■ Task prompt ■
Carry on the text about the Supreme Court amicus brief on charitable nonprofits from the point where it ends.

■ Passage to read ■
— begin —

Why We Filed an Amicus Brief in the U.S. Supreme Court to Protect Charitable Nonprofits

Every year, the U.S. Supreme Court selects only about 80 cases from among the 7,000-8,000 petitions seeking review. This year, the Court agreed to consider two cases originally filed in California that – depending how the Court rules – could impact the operations of charitable nonprofits. We filed an amicus curiae (friend of the court) brief to alert the Court to potential significant harm to the work of charitable nonprofits and thereby injury to the public. We warned, “There is much more at stake here than meets the eye.” Here is the background, what is happening at the Court, and why we filed our brief.

Background

Federal law requires every charitable nonprofit to file with the IRS a Form 990 Informational Return, including a Schedule B, which reports on a confidential, non-public basis the names and amounts given by the nonprofit’s “substantial contributors” – those donating the greater of either $5,000 or more than two percent of the group’s revenue. Several states, including California, also require charitable organizations to file a copy of the Form 990 and Schedule B (or its equivalent) on a confidential, non-public basis when filing their charitable solicitation registration forms.

Two organizations – Americans for Prosperity Foundation (AFPF) and Thomas More Law Center (Law Center) – refused to file their Schedule B with the California Attorney General (CA AG), which is charged with oversight of charitable organizations to protect the public from fraud and misuse of charitable resources. Instead, they filed separate lawsuits to stop any enforcement against them. Both claimed that the First Amendment’s freedom of association allowed them to shield the identity of their major donors from state law enforcement officials – even on a confidential, non-public basis.

— end —

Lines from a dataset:
— begin —

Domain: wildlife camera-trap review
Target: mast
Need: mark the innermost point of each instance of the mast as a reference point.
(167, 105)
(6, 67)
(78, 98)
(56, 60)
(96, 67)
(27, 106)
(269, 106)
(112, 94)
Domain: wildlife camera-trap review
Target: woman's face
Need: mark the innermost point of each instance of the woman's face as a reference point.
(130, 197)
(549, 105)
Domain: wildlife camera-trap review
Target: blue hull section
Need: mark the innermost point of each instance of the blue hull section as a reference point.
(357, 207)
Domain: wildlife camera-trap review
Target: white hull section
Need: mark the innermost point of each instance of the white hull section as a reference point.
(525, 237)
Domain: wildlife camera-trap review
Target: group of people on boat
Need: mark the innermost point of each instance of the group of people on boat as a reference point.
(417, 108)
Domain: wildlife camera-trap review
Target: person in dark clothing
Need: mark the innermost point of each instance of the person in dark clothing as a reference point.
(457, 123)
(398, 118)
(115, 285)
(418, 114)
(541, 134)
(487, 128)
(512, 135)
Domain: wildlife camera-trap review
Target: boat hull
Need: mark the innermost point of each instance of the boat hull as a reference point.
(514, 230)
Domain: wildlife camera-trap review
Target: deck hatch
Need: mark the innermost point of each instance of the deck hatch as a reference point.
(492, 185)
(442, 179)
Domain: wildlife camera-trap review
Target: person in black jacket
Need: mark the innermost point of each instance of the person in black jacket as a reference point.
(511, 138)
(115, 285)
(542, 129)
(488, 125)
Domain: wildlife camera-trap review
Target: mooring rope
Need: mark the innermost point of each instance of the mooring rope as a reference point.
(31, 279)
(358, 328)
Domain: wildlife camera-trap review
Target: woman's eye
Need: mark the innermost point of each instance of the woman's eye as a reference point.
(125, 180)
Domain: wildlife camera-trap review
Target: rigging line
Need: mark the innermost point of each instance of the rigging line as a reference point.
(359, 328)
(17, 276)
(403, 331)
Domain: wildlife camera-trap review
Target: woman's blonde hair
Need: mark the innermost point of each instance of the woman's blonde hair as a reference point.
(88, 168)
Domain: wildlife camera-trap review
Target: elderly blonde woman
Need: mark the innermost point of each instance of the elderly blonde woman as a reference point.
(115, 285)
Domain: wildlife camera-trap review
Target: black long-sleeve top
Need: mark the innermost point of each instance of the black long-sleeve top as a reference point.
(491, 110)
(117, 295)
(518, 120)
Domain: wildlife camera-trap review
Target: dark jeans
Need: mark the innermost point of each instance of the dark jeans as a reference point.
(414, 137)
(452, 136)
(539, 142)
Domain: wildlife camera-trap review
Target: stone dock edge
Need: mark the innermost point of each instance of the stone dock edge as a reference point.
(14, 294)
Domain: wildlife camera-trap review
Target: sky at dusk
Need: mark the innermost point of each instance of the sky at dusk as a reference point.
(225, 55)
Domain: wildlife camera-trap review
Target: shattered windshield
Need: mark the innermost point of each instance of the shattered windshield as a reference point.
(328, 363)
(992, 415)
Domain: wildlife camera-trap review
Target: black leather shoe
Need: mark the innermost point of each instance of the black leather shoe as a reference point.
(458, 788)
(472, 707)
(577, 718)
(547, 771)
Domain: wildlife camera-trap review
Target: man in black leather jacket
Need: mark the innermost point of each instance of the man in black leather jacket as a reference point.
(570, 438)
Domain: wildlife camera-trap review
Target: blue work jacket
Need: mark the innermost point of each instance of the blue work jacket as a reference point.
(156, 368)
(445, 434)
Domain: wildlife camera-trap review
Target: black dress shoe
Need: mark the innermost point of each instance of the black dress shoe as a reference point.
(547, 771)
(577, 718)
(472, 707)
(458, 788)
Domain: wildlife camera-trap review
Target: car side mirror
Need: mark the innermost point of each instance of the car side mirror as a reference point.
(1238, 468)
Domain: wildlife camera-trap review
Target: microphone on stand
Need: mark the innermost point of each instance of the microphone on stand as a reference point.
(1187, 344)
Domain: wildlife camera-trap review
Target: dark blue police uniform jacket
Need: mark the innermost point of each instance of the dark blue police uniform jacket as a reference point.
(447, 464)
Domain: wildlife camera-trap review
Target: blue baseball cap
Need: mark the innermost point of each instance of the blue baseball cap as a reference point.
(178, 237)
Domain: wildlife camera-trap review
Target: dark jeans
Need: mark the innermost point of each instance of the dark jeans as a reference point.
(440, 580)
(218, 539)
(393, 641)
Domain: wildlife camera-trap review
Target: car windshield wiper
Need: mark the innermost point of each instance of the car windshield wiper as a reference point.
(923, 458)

— end —

■ Response to the task ■
The district court initially barred the CA AG from enforcing the law. The Ninth Circuit Court of Appeals vacated those injunctions and sent the cases back for trial. The lower court conducted trials in the two cases and ruled for AFPF and the Law Center that the filing requirement was unconstitutional as applied to them. On appeal, the Ninth Circuit noted the judge made “several questionable evidentiary rulings” and reversed his decisions for several reasons, including that he applied the wrong legal standard.[i]  

In the Supreme Court

The Supreme Court consolidated the two cases to be considered together. Although AFPF's Brief and the Law Center's Brief raise arguments with some nuanced differences, both contend that the Ninth Circuit applied a more relaxed legal standard than it should have. Moreover, both entities speculate that the CA AG may leak information about donors and might harass their donors if he knew who they were. They also express concern that if their major donors knew their identities were being disclosed, even confidentially just to law enforcement, they would stop donating.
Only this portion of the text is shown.